ABOUT THIS TASK » Would you set down the lines running from the one that holds "[mark] church tower" to the final line of the listing, both included, exactly and with no others?

>>

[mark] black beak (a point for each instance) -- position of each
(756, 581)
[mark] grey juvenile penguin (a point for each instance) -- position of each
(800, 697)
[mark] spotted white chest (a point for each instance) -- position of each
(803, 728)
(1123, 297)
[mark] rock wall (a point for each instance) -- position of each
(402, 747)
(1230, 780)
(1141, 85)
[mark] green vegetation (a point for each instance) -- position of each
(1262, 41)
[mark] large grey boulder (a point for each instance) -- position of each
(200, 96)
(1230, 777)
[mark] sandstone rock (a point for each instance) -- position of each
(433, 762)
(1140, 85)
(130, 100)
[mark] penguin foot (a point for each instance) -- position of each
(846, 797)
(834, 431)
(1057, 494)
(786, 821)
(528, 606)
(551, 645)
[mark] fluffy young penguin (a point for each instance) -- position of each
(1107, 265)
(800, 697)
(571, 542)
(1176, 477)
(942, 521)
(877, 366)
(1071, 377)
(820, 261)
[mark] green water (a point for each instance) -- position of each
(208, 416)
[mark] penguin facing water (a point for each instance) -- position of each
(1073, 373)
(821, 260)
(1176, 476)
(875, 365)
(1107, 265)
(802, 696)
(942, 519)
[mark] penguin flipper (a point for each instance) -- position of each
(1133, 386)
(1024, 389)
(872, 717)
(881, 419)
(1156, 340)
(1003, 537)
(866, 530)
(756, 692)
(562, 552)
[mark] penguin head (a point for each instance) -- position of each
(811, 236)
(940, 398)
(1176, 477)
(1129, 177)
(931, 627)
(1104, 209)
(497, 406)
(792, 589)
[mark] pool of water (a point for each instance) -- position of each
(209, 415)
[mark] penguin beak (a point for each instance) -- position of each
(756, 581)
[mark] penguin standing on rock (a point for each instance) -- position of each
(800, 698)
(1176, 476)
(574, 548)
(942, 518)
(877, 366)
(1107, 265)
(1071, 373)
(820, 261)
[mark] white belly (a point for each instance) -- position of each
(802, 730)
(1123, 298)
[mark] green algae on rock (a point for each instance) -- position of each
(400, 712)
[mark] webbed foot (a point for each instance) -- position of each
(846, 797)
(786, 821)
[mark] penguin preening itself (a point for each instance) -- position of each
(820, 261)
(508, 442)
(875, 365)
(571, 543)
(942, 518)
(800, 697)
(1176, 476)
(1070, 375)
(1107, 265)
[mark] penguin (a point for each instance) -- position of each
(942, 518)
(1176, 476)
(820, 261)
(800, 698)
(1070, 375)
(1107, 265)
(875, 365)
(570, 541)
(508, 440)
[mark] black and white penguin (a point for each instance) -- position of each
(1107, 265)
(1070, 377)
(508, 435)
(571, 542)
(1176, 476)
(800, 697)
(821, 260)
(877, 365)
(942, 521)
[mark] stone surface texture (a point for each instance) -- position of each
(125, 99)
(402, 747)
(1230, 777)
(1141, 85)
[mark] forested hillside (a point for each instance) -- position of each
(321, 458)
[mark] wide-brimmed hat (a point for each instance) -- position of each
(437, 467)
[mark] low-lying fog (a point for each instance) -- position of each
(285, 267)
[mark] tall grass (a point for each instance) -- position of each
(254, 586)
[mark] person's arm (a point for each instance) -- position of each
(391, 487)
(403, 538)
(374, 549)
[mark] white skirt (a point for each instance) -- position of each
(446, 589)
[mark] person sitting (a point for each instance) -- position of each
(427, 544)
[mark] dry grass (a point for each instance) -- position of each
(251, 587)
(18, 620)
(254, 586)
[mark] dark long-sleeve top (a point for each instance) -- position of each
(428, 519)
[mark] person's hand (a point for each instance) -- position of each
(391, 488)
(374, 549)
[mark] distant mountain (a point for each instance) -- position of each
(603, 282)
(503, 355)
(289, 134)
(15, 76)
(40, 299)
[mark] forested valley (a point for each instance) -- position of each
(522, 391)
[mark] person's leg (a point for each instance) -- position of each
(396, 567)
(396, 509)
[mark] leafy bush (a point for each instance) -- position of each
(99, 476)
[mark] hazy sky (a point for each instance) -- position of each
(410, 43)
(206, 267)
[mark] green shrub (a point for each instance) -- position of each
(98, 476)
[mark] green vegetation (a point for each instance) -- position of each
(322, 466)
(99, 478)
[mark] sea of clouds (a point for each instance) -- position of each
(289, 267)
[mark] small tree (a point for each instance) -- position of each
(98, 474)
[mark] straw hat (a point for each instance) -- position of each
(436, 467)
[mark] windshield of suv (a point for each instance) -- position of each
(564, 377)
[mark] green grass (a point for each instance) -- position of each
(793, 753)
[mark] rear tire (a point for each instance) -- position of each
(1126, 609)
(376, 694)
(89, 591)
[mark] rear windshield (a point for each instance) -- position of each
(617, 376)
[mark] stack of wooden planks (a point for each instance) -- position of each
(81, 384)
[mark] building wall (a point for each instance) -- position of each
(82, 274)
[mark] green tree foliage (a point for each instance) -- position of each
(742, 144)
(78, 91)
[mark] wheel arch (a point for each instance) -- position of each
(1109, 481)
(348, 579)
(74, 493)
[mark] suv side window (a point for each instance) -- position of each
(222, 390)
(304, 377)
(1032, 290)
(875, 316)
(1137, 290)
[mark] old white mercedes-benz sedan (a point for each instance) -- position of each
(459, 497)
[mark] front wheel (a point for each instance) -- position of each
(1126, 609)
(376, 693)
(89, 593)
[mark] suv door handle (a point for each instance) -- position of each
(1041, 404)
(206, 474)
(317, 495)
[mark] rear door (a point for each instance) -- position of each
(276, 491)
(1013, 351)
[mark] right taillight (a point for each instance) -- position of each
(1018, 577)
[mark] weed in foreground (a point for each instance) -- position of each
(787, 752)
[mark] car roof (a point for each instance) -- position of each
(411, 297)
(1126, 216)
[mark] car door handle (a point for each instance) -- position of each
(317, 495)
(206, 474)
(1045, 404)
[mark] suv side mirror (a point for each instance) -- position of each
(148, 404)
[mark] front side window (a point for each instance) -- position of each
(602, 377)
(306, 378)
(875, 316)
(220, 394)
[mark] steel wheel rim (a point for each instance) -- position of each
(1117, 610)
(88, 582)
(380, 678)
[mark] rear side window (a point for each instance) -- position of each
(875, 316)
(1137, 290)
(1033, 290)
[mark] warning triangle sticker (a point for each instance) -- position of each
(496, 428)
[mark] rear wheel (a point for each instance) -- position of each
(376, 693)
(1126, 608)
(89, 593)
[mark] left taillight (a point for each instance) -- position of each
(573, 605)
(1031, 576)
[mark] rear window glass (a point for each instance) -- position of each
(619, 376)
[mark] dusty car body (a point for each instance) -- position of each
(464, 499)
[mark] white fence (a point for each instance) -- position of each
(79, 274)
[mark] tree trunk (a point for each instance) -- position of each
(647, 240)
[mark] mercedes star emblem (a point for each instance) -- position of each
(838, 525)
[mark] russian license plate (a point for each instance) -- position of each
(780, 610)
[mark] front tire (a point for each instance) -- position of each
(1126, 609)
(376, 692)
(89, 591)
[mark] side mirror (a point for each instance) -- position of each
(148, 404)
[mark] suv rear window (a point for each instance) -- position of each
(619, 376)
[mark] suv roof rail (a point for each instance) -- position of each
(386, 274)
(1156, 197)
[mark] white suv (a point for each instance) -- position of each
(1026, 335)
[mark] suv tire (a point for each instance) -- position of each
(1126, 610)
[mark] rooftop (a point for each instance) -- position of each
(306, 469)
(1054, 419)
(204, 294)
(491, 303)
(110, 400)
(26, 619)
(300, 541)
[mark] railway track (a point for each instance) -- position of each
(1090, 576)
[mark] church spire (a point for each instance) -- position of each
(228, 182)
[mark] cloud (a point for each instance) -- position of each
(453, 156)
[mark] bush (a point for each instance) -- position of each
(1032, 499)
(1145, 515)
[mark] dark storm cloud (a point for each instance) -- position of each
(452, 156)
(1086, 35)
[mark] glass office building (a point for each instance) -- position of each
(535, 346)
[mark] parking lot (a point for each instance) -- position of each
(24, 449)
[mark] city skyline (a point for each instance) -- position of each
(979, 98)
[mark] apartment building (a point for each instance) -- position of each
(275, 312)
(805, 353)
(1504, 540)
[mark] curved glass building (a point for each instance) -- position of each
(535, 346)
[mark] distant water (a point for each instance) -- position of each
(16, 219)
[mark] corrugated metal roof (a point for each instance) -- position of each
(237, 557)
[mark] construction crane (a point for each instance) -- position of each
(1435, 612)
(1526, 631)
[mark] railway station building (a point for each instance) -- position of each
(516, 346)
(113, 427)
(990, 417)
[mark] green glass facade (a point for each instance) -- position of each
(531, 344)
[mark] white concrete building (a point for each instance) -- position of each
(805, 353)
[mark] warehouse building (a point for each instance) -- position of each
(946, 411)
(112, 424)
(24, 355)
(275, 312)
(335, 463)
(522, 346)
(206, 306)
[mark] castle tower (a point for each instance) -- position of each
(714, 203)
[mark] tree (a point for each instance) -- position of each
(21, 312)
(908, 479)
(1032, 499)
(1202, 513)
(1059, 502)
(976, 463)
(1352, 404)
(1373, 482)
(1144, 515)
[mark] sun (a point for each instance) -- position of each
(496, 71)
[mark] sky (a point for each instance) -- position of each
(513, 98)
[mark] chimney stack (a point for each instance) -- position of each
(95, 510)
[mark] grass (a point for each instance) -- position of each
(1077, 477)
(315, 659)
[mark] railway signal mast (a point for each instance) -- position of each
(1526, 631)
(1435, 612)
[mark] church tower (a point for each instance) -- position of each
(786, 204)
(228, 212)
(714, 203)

<<

SOLUTION BELOW »
[mark] church tower (a point for each instance) -- position of each
(786, 204)
(228, 212)
(714, 203)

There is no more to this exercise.